▶ _PROVIDED PASSAGE_

Quote:konglifyThe simulation returns the probability to be 0.516 instead of 0.5 for any pattern winning before or on 75th number call. I run the simulation for 100000000 times.

Wouldn't that mean that some cards are more likely to win than others? Don't we know that not to be true in a fair game?

I'm guessing that the 100,000,000 runs isn't a big enough sample of the 2.5*10^59 possible cards to be valid to 3 significant places.

Quote:konglifyAs we know the probability of winning any pattern or full coverage will be 1 for a single card before or on the 75th number call. The simulation returns the probability to be 0.516 instead of 0.5 for any pattern winning before or on 75th number call. I run the simulation for 100000000 times.

To get to the 75th draw, in most 1 winner games, you'd need to be going for a coverall (blackout) or some very specific specialty pattern, and all remaining cards would need to be waiting on the same space.

▶ _RECORDED DATA_
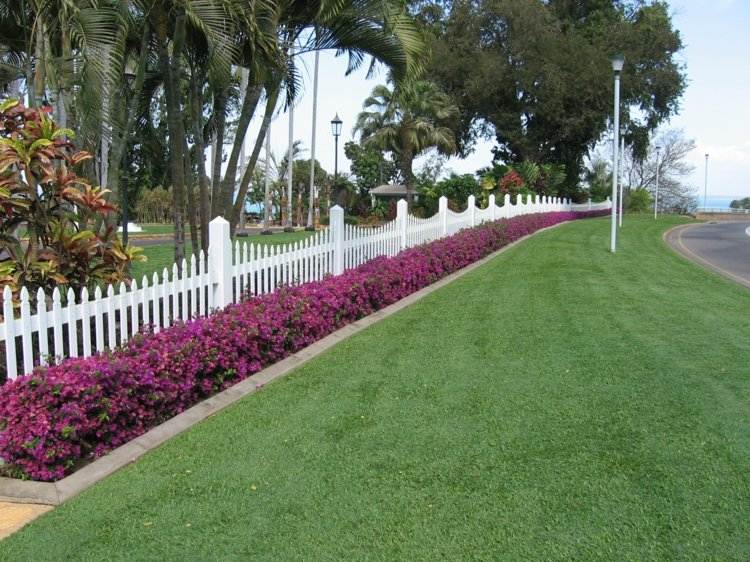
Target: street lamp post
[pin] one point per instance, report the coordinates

▶ _DIRECTIVES_
**1.** According to the bingo passage, how many times was the simulation run?
**2.** Decide whether each statement agrees with the bingo passage, and support each yes or no with a quotation from it.
(a) The simulation gave a probability of 0.516 for any pattern winning before or on the 75th number call.
(b) The poster thinks 100,000,000 runs is a large enough sample to be valid to 3 significant places.
(c) Reaching the 75th draw in most 1 winner games requires going for a coverall (blackout) or some very specific specialty pattern.
Rely only on the bingo passage for your answers.

▶ _EXPECTED ANSWERS_
**1.** 100,000,000 times.

**2.**
(a) Yes: "The simulation returns the probability to be 0.516 instead of 0.5 for any pattern winning before or on 75th number call."
(b) No: "I'm guessing that the 100,000,000 runs isn't a big enough sample of the 2.5*10^59 possible cards to be valid to 3 significant places."
(c) Yes: "To get to the 75th draw, in most 1 winner games, you'd need to be going for a coverall (blackout) or some very specific specialty pattern"